* Your task
Print the lines of the entries below from the one with "Target: white door" through the final line, exactly as they appear. The pictures are not part of the copy.

START Provided data

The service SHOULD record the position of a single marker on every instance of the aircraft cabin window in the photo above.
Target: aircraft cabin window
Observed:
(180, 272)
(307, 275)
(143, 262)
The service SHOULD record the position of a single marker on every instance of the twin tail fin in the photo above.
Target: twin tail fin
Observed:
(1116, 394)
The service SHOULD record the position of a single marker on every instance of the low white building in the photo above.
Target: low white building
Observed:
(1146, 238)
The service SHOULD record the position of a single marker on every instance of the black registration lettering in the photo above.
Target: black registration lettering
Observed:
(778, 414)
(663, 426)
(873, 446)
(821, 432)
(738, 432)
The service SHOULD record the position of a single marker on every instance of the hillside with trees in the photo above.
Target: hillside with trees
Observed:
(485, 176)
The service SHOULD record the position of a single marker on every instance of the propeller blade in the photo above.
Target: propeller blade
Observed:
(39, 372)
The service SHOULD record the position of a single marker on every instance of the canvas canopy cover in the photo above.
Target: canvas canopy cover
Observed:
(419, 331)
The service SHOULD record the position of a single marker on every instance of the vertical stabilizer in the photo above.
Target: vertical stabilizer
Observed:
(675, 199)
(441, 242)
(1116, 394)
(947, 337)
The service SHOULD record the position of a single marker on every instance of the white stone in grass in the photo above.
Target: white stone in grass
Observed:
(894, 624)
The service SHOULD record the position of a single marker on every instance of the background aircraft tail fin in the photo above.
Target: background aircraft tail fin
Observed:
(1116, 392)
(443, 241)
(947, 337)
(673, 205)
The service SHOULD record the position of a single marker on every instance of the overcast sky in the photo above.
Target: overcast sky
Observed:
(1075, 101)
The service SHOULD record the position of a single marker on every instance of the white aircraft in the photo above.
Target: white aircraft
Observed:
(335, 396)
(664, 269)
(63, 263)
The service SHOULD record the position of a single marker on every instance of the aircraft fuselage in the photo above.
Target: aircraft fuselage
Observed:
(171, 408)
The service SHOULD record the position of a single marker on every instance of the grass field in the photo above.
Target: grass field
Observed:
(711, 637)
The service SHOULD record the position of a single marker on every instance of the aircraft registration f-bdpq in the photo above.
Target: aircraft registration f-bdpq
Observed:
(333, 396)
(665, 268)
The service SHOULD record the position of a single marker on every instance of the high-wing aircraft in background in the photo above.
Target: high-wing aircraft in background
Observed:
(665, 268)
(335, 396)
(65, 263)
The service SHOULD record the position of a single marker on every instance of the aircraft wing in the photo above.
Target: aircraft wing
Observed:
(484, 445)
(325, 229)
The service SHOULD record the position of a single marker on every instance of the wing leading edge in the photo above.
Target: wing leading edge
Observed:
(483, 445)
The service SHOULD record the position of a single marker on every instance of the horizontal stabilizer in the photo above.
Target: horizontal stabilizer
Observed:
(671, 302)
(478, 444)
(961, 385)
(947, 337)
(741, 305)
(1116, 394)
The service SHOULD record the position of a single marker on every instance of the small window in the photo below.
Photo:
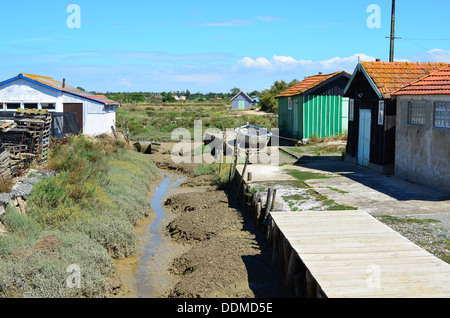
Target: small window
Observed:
(12, 106)
(30, 105)
(381, 112)
(442, 115)
(351, 109)
(416, 113)
(48, 106)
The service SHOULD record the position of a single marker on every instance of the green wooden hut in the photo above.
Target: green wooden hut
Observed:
(314, 107)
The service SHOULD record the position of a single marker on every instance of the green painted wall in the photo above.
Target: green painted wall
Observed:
(311, 115)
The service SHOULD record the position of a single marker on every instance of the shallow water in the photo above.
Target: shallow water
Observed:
(152, 277)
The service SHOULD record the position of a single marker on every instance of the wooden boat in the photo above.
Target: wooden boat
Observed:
(253, 137)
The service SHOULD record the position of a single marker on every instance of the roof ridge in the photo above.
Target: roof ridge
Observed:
(432, 74)
(323, 78)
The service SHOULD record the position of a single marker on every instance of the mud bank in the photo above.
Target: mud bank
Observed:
(208, 248)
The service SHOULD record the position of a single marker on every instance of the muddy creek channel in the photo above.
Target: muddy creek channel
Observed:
(145, 275)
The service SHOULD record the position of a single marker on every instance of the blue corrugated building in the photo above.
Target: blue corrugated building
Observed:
(242, 101)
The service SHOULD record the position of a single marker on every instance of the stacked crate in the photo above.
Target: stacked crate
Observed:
(36, 123)
(26, 139)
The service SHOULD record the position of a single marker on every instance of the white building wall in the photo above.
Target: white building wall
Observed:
(23, 91)
(422, 152)
(97, 118)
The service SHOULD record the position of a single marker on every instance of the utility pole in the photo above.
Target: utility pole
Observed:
(391, 53)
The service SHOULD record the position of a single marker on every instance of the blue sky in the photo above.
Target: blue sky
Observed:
(210, 46)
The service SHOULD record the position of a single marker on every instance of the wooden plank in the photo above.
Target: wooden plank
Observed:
(341, 250)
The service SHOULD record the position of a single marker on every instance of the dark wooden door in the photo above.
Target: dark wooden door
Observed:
(77, 109)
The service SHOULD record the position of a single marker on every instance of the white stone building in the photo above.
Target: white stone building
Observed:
(95, 113)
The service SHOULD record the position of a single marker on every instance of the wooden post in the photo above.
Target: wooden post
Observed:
(286, 254)
(268, 203)
(114, 131)
(273, 199)
(242, 177)
(292, 270)
(311, 285)
(127, 132)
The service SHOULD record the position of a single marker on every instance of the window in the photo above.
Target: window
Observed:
(351, 109)
(416, 113)
(381, 112)
(12, 106)
(30, 105)
(48, 106)
(442, 114)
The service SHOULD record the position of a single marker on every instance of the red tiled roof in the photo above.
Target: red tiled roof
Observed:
(45, 80)
(389, 77)
(437, 83)
(306, 84)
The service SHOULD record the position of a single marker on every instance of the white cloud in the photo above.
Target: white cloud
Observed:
(229, 23)
(267, 18)
(290, 64)
(434, 55)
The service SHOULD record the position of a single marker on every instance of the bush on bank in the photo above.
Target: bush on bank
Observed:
(83, 216)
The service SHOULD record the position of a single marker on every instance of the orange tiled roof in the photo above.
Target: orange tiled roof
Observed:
(306, 84)
(389, 77)
(437, 83)
(59, 86)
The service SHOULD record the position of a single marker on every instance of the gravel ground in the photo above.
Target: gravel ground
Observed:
(431, 232)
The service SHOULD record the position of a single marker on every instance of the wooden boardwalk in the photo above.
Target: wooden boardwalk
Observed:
(350, 254)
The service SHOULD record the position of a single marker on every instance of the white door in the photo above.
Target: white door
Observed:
(365, 119)
(295, 118)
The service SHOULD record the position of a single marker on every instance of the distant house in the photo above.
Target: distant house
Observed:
(372, 110)
(422, 150)
(314, 107)
(242, 101)
(95, 113)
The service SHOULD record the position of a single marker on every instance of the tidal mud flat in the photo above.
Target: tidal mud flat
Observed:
(207, 248)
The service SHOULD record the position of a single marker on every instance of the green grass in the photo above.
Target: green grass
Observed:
(158, 122)
(204, 169)
(89, 208)
(390, 218)
(305, 175)
(337, 190)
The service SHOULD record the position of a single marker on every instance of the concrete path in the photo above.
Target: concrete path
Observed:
(377, 194)
(354, 185)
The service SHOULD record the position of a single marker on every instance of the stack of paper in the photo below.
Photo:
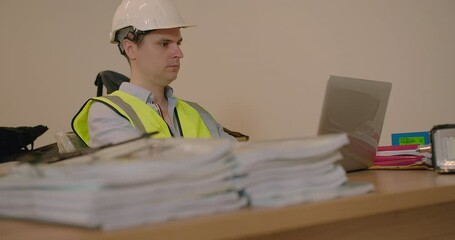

END Provided data

* Response for this exercise
Target: white door
Observed:
(365, 119)
(295, 118)
The service SHOULD record the position of a single marker on every instance of the distant house in the photo above.
Target: distant house
Observed:
(372, 110)
(422, 150)
(314, 107)
(242, 101)
(95, 113)
The service SHOULD record the position of a single marker on every instance of the tidal mud flat in the photo above.
Target: tidal mud flat
Observed:
(207, 248)
The service SHOULD record the position of a single marker on every instance of the green grass in the photo above.
Target: green grass
Observed:
(158, 122)
(204, 169)
(89, 208)
(390, 218)
(305, 175)
(337, 190)
The service SHOULD record the position of a single marker on every instance of the concrete path in the photo above.
Target: concrete path
Observed:
(377, 194)
(354, 185)
The service SHOULD record the position of a single marker on every instance of the stack of paper in the photo below.
Photo:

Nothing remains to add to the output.